## YOUR OBJECTIVE
Reproduce every entry below word for word, omitting the pictures.

## SUPPLIED RECORDS
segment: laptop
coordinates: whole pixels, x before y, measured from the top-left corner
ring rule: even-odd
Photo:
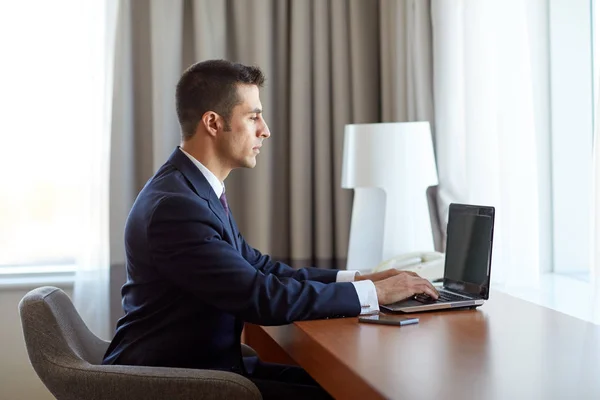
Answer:
[[[450,204],[444,279],[439,299],[423,294],[382,305],[386,311],[414,313],[475,308],[489,298],[494,207]]]

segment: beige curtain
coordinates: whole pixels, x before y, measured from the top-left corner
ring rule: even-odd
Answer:
[[[135,196],[179,143],[175,84],[191,63],[226,58],[266,73],[271,139],[257,167],[225,185],[248,242],[292,265],[344,267],[344,125],[433,122],[429,1],[125,1],[118,34],[113,264]]]

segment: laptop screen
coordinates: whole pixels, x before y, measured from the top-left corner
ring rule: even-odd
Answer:
[[[444,286],[488,298],[493,208],[451,205]]]

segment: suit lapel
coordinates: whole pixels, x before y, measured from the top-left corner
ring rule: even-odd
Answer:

## OUTPUT
segment: laptop
coordinates: whole pixels, x before y, measured from the top-left corner
ring rule: even-odd
Photo:
Answer:
[[[450,204],[444,279],[439,299],[423,294],[382,305],[386,311],[414,313],[475,308],[489,298],[494,207]]]

segment: beige curtain
coordinates: whole pixels, x before y, measured from the top-left corner
ring rule: even-odd
Answer:
[[[135,196],[179,143],[175,84],[191,63],[226,58],[266,73],[271,139],[257,167],[225,185],[248,242],[292,265],[344,267],[344,125],[433,122],[429,1],[125,1],[118,34],[113,264]]]

segment: laptop screen
coordinates: whole pixels, x before y, measured from the top-left corner
ring rule: even-odd
Answer:
[[[444,286],[488,298],[493,208],[451,205]]]

segment: suit lapel
coordinates: whole pixels, x before y, measured from the top-left corner
ring rule: even-odd
Answer:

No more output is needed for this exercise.